--- start ---
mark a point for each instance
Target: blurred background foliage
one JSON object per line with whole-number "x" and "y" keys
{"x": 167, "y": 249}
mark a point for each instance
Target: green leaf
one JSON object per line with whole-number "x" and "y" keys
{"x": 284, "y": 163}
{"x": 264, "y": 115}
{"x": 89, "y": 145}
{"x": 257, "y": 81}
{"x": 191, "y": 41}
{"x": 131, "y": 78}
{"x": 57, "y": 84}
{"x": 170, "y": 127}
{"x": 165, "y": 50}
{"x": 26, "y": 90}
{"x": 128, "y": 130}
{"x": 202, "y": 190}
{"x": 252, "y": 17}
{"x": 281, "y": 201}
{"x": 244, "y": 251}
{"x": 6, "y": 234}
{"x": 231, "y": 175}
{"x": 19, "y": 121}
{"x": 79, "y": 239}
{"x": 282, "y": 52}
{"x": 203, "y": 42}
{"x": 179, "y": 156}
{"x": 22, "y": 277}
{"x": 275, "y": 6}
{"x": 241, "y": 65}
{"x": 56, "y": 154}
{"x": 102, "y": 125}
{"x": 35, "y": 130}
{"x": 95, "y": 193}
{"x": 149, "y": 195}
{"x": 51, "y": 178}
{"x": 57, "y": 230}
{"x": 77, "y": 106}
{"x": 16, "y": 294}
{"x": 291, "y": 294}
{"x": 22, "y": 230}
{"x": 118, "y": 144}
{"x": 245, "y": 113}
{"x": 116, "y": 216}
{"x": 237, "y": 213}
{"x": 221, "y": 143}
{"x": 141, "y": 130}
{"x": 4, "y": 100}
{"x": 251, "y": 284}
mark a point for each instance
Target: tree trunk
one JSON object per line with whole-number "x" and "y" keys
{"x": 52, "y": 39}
--- end ---
**Stated exercise**
Rewrite every line of the records above, requests included, multiplying each x and y coordinate in the answers by 1.45 and rounding to the nearest whole number, with halves rounded up.

**Worked answer**
mark a point for each instance
Target: blurred background foliage
one JSON object per line with whole-number "x" and "y" keys
{"x": 242, "y": 361}
mark a point for each instance
Target: green leaf
one JSON object per line with whole-number "x" and "y" keys
{"x": 412, "y": 236}
{"x": 383, "y": 167}
{"x": 129, "y": 210}
{"x": 373, "y": 117}
{"x": 277, "y": 59}
{"x": 190, "y": 113}
{"x": 83, "y": 122}
{"x": 247, "y": 184}
{"x": 239, "y": 73}
{"x": 38, "y": 131}
{"x": 186, "y": 189}
{"x": 293, "y": 276}
{"x": 365, "y": 25}
{"x": 407, "y": 291}
{"x": 354, "y": 364}
{"x": 9, "y": 339}
{"x": 335, "y": 254}
{"x": 28, "y": 175}
{"x": 115, "y": 347}
{"x": 409, "y": 75}
{"x": 294, "y": 61}
{"x": 260, "y": 226}
{"x": 32, "y": 402}
{"x": 399, "y": 9}
{"x": 349, "y": 94}
{"x": 81, "y": 223}
{"x": 148, "y": 181}
{"x": 51, "y": 189}
{"x": 138, "y": 280}
{"x": 216, "y": 283}
{"x": 74, "y": 258}
{"x": 83, "y": 334}
{"x": 112, "y": 154}
{"x": 23, "y": 426}
{"x": 422, "y": 426}
{"x": 32, "y": 334}
{"x": 171, "y": 209}
{"x": 355, "y": 164}
{"x": 168, "y": 313}
{"x": 344, "y": 309}
{"x": 320, "y": 207}
{"x": 204, "y": 189}
{"x": 6, "y": 145}
{"x": 364, "y": 412}
mark a point for each instance
Target: tree trunk
one JSON object per line with whole-number "x" and "y" keys
{"x": 75, "y": 57}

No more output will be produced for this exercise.